Records shown:
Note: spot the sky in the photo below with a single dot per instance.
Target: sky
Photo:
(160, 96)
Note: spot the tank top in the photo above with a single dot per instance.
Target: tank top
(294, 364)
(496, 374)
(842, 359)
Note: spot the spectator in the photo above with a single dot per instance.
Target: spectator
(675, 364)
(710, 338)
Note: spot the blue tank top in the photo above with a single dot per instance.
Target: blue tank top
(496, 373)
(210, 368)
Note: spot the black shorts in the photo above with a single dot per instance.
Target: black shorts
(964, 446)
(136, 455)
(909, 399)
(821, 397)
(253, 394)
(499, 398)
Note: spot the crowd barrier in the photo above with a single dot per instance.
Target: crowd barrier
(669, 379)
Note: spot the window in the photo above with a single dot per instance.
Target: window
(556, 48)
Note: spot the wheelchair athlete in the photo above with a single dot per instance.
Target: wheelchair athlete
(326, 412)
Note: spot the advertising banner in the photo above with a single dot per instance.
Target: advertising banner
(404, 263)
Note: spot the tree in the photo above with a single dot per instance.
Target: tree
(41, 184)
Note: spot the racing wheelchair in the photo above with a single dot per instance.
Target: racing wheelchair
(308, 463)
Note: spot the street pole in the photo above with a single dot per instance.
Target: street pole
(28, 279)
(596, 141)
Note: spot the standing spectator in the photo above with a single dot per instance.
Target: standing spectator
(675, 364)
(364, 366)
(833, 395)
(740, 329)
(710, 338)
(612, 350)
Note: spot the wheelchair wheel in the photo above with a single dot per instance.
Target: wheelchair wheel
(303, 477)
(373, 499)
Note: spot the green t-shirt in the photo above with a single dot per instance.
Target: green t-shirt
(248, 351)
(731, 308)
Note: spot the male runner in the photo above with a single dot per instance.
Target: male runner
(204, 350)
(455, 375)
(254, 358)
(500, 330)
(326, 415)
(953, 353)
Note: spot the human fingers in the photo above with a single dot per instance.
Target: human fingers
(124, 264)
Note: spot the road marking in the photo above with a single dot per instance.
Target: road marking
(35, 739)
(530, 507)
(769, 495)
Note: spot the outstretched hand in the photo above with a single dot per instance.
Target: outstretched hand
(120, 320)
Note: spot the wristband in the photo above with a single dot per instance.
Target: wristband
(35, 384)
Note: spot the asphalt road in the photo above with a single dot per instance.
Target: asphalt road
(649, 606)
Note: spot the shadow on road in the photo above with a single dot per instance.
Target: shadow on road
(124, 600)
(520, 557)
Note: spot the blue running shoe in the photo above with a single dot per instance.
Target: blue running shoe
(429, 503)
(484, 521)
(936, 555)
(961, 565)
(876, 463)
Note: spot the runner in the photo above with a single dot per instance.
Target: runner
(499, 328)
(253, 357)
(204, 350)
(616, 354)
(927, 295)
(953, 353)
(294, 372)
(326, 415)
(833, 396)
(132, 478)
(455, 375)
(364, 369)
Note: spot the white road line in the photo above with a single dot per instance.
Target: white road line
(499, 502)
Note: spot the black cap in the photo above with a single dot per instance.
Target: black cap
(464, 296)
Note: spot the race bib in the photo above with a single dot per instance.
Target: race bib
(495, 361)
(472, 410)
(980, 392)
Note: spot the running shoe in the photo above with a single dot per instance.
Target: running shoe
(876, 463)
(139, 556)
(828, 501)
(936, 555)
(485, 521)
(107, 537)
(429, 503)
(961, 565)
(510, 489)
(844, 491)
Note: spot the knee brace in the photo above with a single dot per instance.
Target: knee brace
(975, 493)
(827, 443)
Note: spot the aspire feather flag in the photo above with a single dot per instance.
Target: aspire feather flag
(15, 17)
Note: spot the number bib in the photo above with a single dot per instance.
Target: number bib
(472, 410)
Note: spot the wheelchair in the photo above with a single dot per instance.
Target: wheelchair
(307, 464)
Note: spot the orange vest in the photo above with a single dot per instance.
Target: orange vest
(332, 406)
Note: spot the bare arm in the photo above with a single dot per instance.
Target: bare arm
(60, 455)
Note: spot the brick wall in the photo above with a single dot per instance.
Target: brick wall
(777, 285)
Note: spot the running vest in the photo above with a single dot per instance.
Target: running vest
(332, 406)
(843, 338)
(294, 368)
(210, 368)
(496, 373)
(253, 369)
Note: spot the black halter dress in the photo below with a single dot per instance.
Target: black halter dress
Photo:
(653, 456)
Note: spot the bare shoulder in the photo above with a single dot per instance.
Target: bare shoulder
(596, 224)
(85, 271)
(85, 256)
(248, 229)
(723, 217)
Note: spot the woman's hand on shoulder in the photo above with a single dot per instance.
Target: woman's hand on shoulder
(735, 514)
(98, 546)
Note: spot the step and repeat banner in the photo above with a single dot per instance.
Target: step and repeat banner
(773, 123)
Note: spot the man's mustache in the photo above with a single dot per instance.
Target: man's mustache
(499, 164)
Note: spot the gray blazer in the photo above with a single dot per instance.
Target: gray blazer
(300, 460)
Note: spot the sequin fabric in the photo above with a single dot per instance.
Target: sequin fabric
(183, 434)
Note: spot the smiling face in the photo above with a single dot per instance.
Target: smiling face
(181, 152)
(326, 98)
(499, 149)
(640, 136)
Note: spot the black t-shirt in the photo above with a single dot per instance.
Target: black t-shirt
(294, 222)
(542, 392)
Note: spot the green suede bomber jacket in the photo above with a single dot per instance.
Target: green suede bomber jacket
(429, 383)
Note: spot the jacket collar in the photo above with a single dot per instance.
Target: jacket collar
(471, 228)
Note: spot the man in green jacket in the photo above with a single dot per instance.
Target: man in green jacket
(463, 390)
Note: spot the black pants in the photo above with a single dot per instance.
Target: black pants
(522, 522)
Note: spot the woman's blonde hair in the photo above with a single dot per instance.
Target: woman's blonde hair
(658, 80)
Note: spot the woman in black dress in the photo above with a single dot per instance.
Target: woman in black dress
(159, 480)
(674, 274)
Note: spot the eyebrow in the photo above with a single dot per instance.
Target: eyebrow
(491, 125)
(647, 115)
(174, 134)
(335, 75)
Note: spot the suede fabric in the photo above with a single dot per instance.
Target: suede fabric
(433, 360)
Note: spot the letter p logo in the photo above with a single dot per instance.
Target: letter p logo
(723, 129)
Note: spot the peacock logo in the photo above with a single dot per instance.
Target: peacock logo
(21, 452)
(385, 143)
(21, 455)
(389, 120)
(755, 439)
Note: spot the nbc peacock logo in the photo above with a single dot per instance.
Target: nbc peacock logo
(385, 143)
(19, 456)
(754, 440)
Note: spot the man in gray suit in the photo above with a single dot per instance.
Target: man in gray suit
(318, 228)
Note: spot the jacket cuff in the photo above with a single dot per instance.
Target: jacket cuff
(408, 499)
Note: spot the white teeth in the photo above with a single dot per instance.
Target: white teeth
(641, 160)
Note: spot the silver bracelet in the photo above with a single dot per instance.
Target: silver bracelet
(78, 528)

Job: All of the data needs to be reproduced exactly, with no line missing.

Task output:
Note: spot the sky in the photo below with a single dot per instance.
Target: sky
Photo:
(160, 96)
Note: spot the tank top in the photo above with a single dot per instance.
Target: tank top
(294, 364)
(496, 374)
(842, 359)
Note: spot the spectator in the photo above with a single dot per instance.
Target: spectator
(675, 364)
(710, 338)
Note: spot the blue tank top in the photo above with a single dot per instance.
Target: blue tank top
(496, 373)
(210, 368)
Note: spot the black shorts in the photo above with a single dot per instance.
Target: black shorts
(964, 446)
(136, 455)
(909, 399)
(821, 397)
(253, 394)
(499, 398)
Note: spot the crowd barrier in the photo above with a single dot per instance.
Target: crowd barrier
(669, 379)
Note: spot the window in the photo above with a single dot per instance.
Target: window
(556, 48)
Note: spot the wheelchair athlete in the photo above with a single dot per instance.
Target: wheelchair athlete
(326, 412)
Note: spot the advertising banner in the photo above with a single dot per instance.
Target: advertising banner
(404, 263)
Note: spot the tree in the photo above with a single dot per instance.
Target: tree
(41, 184)
Note: spot the racing wheelchair in the photo above with a single dot per instance.
Target: racing wheelchair
(308, 463)
Note: spot the street pole in the photo above with a single dot per instance.
Target: street pole
(28, 279)
(596, 141)
Note: spot the standing spectator in the photo above with a single dot per instance.
Target: standing spectator
(675, 364)
(364, 366)
(833, 395)
(740, 329)
(710, 338)
(612, 350)
Note: spot the wheelchair wheel in the photo above with a single dot per instance.
Target: wheelchair wheel
(303, 477)
(373, 499)
Note: spot the green t-shirt in the photo above with a single dot per instance.
Target: green t-shirt
(248, 351)
(731, 308)
Note: spot the male runner in the photo above with a single dot per instance.
Target: male runner
(204, 350)
(455, 375)
(254, 358)
(500, 330)
(326, 415)
(953, 353)
Note: spot the human fingers in the photo above with a single dot per instance.
Target: human fingers
(124, 264)
Note: spot the road marking in the photo above with a single dot per instance.
Target: road marking
(35, 739)
(530, 507)
(769, 495)
Note: spot the outstretched hand in the photo above with a single dot per instance.
Target: outstretched hand
(120, 320)
Note: spot the wristband in the photo above with a single dot per instance.
Target: wristband
(35, 384)
Note: spot the asphalt road in the photo above with a single dot per instance.
Target: asphalt road
(649, 606)
Note: spot the shadow on road in the photo above with a single dot per instance.
Target: shadow on road
(124, 600)
(520, 557)
Note: spot the blue running shoe in the photo above with a single dot per instance.
Target: blue running shoe
(429, 503)
(484, 521)
(936, 555)
(961, 565)
(876, 463)
Note: spot the runner in the photo above with a single dot per instance.
Target: runner
(499, 328)
(253, 357)
(204, 350)
(616, 354)
(927, 295)
(953, 353)
(294, 372)
(326, 415)
(833, 396)
(132, 478)
(455, 375)
(364, 369)
Note: spot the white road line in the photo above with a single dot per instance.
Target: white road line
(499, 502)
Note: spot the black cap in the photo above with a single dot per instance.
Target: black cap
(464, 296)
Note: spot the race bib in the photo above with a single dot per instance.
Target: race bib
(495, 361)
(472, 410)
(980, 392)
Note: spot the running shoe in the photo above with a single dot per instance.
Target: running shoe
(876, 463)
(139, 556)
(828, 501)
(936, 555)
(485, 521)
(107, 537)
(429, 503)
(961, 565)
(510, 489)
(844, 491)
Note: spot the knee brace in the photo above with a single dot per instance.
Target: knee brace
(975, 493)
(827, 443)
Note: spot the aspire feather flag in the photo above with a single dot per instance.
Target: aspire feather flag
(15, 17)
Note: spot the number bib in the photo above with a single dot per instance.
Target: number bib
(472, 410)
Note: spot the wheelchair in the photo above with a single dot per instance.
Target: wheelchair
(307, 464)
Note: spot the orange vest in the photo above with a single dot per instance.
Target: orange vest
(332, 406)
Note: spot the bare arm in the photo above with a single dot per instance.
Target: bare arm
(60, 455)
Note: spot the brick wall in the photo above with a single dot per instance.
Target: brick wall
(777, 285)
Note: spot the running vest in the photo above with a single dot per instance.
Target: running vest
(332, 406)
(843, 338)
(294, 368)
(210, 368)
(496, 373)
(253, 369)
Note: spot the black halter dress in the photo below with a single dot per instance.
Target: black halter dress
Photo:
(653, 456)
Note: spot the bare shoulder in the photo above with a single dot per instance.
Target: bare shoulder
(596, 224)
(85, 271)
(85, 256)
(248, 229)
(723, 217)
Note: spot the woman's hand on shoulder in the photo above with a single dot per instance.
Target: woman's hand on shoulder
(735, 514)
(98, 546)
Note: spot the step and repeat banner in the photo above with a single dot per instance.
Target: step and repeat banner
(773, 123)
Note: spot the man's mustache in the photo above with a single dot per instance.
Target: man's mustache
(499, 164)
Note: spot the gray blazer in the photo above with a single dot per instance.
Target: gray blazer
(300, 460)
Note: spot the sequin fabric in the photo above with a single dot per instance.
Target: sequin fabric
(183, 434)
Note: spot the smiling face in the photo above with a single dot per instance.
Target: smiling face
(181, 152)
(326, 98)
(499, 149)
(640, 136)
Note: spot the black t-shirt in the photo above with a single dot per instance.
Target: black t-shirt
(294, 222)
(542, 392)
Note: spot the green suede bomber jacket in the photo above with a single dot per instance.
Target: green suede bomber jacket
(429, 383)
Note: spot the jacket collar in the photo above with a single dot per instance.
Target: jacket collar
(471, 228)
Note: spot the man in green jacket in the photo above with a single dot per instance.
Target: man in green jacket
(463, 390)
Note: spot the black pants in the photo above with a single dot per instance.
Target: black pants
(522, 522)
Note: spot the woman's blonde hair in the photo above with a single dot per instance.
Target: woman's blonde hair
(658, 80)
Note: spot the woman in black dress in the photo above with a single dot per instance.
Target: woman in black dress
(159, 480)
(674, 274)
Note: spot the eyebrow in the photo above with a single dot per instance.
Target: eyebrow
(491, 125)
(647, 115)
(174, 134)
(335, 75)
Note: spot the suede fabric in the photo above with a single dot per instance.
Target: suede fabric
(433, 360)
Note: spot the letter p logo in the photo above with a single dot per instance.
Target: letter p logo
(723, 129)
Note: spot the peacock logo in the photo above with a single dot per instance.
Target: peacock logo
(21, 452)
(385, 143)
(21, 455)
(389, 120)
(755, 439)
Note: spot the nbc peacock logo in the photo above with a single dot per instance.
Target: nbc peacock logo
(385, 143)
(19, 456)
(754, 440)
Note: spot the man in gray suit in the photo above with a single dot per instance.
Target: man in gray suit
(318, 228)
Note: spot the jacket cuff in the photo above with a single dot per instance.
Target: jacket cuff
(408, 499)
Note: spot the white teeth in the photo above with a single dot per instance.
Target: white teeth
(641, 160)
Note: spot the silver bracelet in the photo above with a single dot per instance.
Target: silver bracelet
(78, 528)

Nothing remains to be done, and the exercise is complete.